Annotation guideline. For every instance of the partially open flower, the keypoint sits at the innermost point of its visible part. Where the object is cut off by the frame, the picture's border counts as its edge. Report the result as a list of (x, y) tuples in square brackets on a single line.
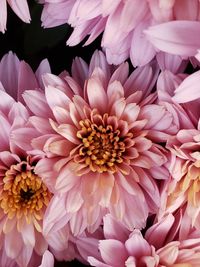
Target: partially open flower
[(100, 132)]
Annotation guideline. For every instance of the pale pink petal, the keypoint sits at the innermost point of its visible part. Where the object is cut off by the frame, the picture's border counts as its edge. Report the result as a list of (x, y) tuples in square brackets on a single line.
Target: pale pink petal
[(3, 16), (96, 94), (47, 260), (21, 9), (137, 246), (111, 247), (142, 51), (114, 230), (188, 90)]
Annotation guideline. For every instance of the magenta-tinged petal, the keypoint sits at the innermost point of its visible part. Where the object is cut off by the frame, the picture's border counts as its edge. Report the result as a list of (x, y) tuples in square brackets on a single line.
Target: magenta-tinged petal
[(111, 247), (157, 234), (66, 179), (137, 246), (176, 37), (114, 230), (26, 80), (96, 94), (36, 102), (188, 90), (142, 51), (11, 249), (127, 21), (21, 9), (97, 263), (28, 235), (3, 15), (9, 72), (47, 259), (56, 97), (169, 253), (55, 217), (74, 201)]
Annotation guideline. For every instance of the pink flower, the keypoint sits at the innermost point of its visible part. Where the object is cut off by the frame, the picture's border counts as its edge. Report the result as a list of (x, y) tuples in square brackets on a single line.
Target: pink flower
[(185, 185), (125, 35), (24, 197), (159, 247), (100, 132), (19, 7)]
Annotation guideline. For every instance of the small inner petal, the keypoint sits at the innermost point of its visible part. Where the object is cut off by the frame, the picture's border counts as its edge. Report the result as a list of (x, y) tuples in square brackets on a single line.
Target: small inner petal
[(102, 147), (23, 194)]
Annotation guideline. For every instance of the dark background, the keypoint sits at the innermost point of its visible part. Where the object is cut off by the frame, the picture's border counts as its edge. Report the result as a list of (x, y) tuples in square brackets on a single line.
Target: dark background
[(32, 43)]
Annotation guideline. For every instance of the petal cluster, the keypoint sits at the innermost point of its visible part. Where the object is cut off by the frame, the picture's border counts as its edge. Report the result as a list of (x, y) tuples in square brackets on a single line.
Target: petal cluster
[(156, 25)]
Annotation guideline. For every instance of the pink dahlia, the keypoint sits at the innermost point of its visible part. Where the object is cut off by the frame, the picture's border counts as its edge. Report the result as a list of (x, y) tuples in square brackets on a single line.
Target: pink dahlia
[(123, 33), (24, 196), (185, 185), (20, 8), (99, 131), (161, 246)]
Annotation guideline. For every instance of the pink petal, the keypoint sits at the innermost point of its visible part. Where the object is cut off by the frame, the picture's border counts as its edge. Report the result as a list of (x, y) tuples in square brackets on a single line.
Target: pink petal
[(111, 247), (56, 97), (27, 80), (188, 90), (9, 71), (3, 15), (66, 180), (96, 94), (47, 260), (142, 51), (21, 9), (127, 20), (28, 235), (113, 229), (157, 234), (137, 246), (11, 239)]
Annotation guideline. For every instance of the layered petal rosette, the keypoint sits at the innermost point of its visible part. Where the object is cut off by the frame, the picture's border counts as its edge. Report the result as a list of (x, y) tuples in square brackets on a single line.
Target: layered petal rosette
[(24, 197), (139, 37), (100, 134), (161, 246)]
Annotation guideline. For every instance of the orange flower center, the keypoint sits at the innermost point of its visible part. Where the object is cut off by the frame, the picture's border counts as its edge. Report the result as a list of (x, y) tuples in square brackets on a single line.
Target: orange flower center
[(24, 194), (102, 146)]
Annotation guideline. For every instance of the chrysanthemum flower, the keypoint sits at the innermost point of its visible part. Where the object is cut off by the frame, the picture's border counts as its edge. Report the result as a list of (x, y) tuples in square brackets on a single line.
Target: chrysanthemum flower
[(123, 32), (24, 196), (160, 246), (100, 134), (185, 169), (20, 7)]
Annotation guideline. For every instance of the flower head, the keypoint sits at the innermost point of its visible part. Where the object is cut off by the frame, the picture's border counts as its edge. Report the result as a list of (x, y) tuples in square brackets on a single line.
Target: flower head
[(100, 140), (24, 197)]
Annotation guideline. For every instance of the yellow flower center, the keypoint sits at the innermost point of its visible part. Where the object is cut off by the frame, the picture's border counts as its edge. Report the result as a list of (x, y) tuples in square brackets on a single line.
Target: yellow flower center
[(23, 194), (102, 146)]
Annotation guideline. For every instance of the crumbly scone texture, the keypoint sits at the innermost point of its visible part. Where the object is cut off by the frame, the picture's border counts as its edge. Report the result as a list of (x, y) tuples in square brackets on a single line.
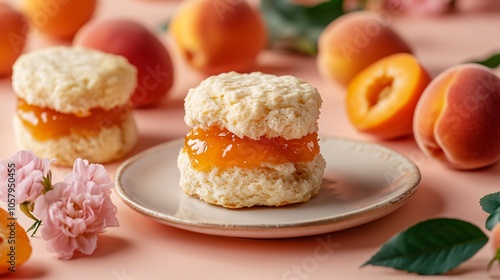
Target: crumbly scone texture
[(254, 105), (107, 145), (267, 185), (73, 79)]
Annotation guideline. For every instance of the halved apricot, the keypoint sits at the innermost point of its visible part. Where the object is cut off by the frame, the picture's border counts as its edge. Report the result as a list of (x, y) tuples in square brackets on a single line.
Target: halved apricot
[(382, 98)]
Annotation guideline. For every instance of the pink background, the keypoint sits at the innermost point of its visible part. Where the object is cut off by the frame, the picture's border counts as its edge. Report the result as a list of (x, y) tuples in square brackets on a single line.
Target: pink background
[(143, 249)]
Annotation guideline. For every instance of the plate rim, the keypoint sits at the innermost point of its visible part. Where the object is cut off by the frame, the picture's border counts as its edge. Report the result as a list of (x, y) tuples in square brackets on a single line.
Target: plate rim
[(358, 217)]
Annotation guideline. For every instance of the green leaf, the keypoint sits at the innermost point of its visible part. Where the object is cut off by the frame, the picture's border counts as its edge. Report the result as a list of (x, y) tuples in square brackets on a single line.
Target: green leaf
[(493, 219), (495, 258), (431, 247), (491, 62), (298, 27), (490, 203)]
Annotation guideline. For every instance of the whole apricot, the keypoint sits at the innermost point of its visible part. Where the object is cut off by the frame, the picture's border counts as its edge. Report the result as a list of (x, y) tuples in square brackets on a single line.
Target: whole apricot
[(15, 247), (13, 32), (354, 41), (382, 98), (141, 47), (216, 36), (58, 18), (457, 119)]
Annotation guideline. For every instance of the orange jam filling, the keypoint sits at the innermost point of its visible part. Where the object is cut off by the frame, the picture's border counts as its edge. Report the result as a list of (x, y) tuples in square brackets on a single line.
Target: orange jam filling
[(221, 148), (46, 123)]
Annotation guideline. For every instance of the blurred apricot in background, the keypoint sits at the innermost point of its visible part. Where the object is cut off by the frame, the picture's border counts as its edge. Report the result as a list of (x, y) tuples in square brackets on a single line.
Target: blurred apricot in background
[(58, 18)]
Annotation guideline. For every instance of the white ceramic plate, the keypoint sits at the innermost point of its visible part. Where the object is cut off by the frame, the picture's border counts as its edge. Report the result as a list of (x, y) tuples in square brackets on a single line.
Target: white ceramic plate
[(362, 182)]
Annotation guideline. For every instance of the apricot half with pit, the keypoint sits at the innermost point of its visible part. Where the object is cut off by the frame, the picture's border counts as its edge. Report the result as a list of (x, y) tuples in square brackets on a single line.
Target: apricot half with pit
[(457, 119), (382, 98)]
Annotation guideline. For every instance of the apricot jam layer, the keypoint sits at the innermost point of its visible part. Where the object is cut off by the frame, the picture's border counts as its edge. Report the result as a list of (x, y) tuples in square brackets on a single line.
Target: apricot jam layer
[(45, 123), (221, 148)]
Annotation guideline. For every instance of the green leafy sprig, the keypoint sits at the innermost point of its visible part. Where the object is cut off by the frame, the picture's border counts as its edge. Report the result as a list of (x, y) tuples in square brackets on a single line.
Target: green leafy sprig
[(27, 207), (439, 245), (298, 27)]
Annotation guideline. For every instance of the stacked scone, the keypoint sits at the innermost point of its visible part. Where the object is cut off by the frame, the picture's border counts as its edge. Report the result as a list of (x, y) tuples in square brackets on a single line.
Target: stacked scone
[(74, 102), (253, 141)]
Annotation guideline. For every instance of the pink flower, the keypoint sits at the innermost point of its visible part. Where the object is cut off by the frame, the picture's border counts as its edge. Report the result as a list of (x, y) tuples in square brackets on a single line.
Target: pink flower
[(29, 170), (77, 210), (420, 7)]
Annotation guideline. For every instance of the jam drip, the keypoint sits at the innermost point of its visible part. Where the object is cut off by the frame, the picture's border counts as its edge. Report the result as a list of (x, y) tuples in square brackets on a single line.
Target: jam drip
[(46, 123), (223, 149)]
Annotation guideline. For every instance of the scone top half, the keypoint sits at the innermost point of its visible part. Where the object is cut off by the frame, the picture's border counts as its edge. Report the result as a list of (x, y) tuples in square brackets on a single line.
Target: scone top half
[(250, 120), (254, 105), (62, 90), (73, 80)]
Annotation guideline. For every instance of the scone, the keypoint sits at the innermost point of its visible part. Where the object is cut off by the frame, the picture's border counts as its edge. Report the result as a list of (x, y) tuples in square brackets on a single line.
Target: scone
[(253, 141), (74, 102)]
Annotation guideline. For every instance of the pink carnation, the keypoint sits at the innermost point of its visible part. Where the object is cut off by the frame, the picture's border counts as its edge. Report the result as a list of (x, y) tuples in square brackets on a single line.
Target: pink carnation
[(77, 210), (420, 7), (29, 170)]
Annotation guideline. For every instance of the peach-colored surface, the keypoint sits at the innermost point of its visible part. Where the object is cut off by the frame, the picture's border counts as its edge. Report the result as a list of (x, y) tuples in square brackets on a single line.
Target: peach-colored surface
[(143, 249)]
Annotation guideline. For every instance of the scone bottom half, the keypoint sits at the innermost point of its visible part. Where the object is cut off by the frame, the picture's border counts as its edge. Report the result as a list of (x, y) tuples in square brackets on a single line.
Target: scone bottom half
[(274, 164), (74, 103)]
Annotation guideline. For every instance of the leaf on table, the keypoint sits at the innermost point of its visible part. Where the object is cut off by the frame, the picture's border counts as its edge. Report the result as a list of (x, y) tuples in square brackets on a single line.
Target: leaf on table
[(493, 219), (491, 205), (431, 247), (298, 27), (491, 62)]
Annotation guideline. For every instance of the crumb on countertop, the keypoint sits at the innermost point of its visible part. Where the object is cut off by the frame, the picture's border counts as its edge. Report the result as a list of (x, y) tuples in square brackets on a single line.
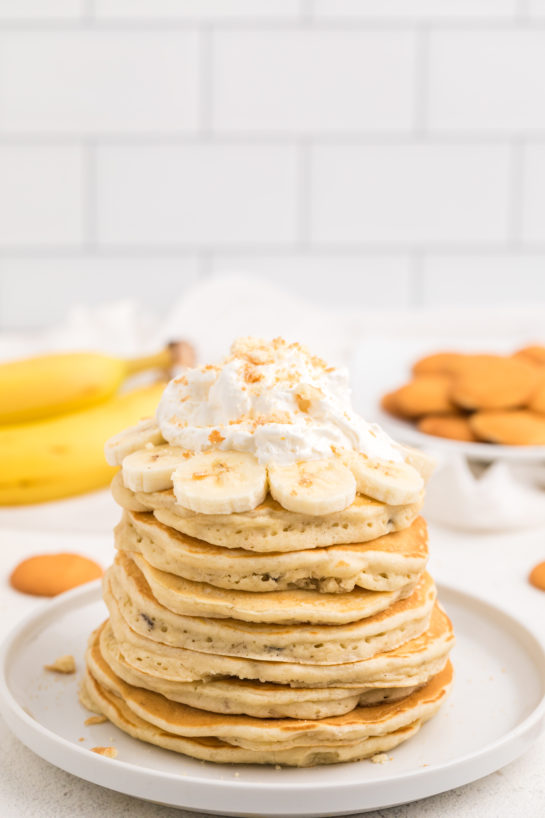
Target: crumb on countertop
[(379, 758), (95, 720), (109, 752), (64, 664)]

__REQUIRED WORK__.
In the material above, find the line containing "Annotation guideline. For every instance of the flower" and the line containing "Annotation guideline. For every instance of the crumbly", then write out exactly those two lines and every line between them, and nothing more.

__TASK RESPONSE__.
Annotation guideline. For every instance of the flower head, the keypoint sits at the innermost point of its visible part. Where the object is cut off by the frame, the picture's border counts as its edge. Report the result as a list of (x, y) tuples in square brackets on a single line.
Target: flower head
[(100, 140), (24, 197)]
Annotation guideline. For every instance of the yellow flower center, the keypoint sits at the innermost point of its visible part. Where the object is cut off by the frame, the picture's border counts as its edge. Report the result as a list of (x, y) tuples in square brackets on a single line.
Target: yellow flower center
[(23, 194), (102, 146)]
Annotation guideline. For every instance of the crumbly scone texture, the keypoint sits at the innermost point of its visible part. Where the object is cut off by the frame, the picture's border counts as its edge. Report the result as a list of (x, y) tuples in square brackets on a single line.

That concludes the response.